Automate File Handling using Python and Boto3 in AWS

この記事は公開されてから1年以上経過しています。情報が古い可能性がありますので、ご注意ください。

What are we trying to do?

We might have a directory that's very cluttered and we need to organise it and back it up at the same time. We can do this by writing a script that checks for the file extensions and uploads those files to certain sub directories within a bucket. So, getting started, you need to login into your AWS account.

The first thing we need is a user that has API keys to access S3. Let's make that user first. To do this we'll create an IAM user. Go to services and search for IAM. Then click on users and add a new user. Be sure to give this user programmatic access.This will give us API keys that we can use to access AWS resources.

Now, click on permissions. We have to attach this user to a group with certain permissions attached. Permissions are just what allows your user to do certain things within the AWS platform. In this example, since our user needs to access S3 buckets, they need full access to S3. So, let's add our user to S3-Full-Acccess group that has Amazon S3 full access.

Skip the tags and move to the final page. Now you can have your API key and secret access key. You need to copy these to a python script 'secrets.py'.

access_key = ''
secret_access_key = ''

Now create a new python script and import the variables created in secrets.py. I named it as 'automatic_s3_uploader.py'.

----

Answer these questions about the AWS file-handling tutorial:
(a) What kind of access should the new IAM user be given?
(b) Why does the user need full access to S3?
(c) Into which Python script should the API key and secret access key be copied?

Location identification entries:
----

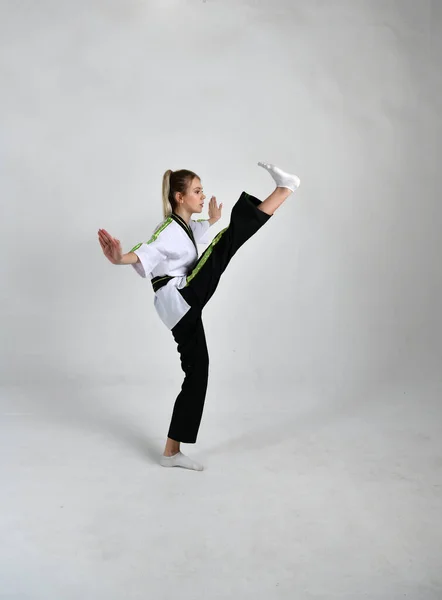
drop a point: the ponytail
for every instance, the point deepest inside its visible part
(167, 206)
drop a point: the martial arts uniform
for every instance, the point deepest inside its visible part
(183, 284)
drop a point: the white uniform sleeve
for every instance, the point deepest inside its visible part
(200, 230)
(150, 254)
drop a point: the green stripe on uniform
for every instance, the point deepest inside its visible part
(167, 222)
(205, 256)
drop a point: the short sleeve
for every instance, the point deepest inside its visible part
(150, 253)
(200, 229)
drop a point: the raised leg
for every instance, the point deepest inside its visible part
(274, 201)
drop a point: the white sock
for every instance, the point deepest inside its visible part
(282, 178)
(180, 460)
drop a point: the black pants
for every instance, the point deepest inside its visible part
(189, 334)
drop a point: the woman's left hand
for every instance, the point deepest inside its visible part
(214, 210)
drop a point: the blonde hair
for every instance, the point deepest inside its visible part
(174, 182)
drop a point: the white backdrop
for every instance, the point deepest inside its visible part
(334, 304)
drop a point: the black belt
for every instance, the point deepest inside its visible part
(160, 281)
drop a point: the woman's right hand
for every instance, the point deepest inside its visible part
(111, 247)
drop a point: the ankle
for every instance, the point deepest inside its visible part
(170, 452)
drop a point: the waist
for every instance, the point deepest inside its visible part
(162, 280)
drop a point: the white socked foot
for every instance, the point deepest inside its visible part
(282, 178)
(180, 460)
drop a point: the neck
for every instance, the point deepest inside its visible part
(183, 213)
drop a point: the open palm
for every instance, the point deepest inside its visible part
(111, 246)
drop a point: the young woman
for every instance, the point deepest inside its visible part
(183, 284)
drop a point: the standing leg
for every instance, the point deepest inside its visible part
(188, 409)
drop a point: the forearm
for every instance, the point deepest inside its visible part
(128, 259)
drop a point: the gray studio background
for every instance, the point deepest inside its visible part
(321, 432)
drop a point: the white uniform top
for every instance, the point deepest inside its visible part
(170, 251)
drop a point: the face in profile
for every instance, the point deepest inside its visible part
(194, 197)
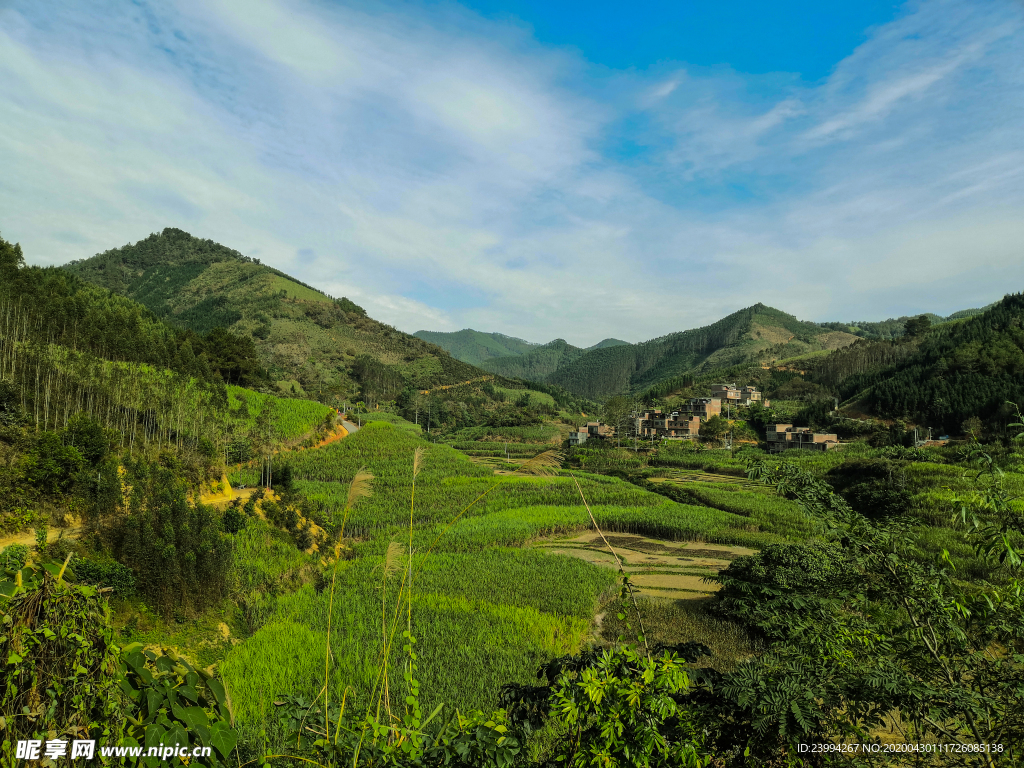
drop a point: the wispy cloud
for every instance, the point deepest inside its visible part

----

◆ **TASK OUTPUT**:
(a) Programmatic access.
(b) Because the user needs to access S3 buckets.
(c) secrets.py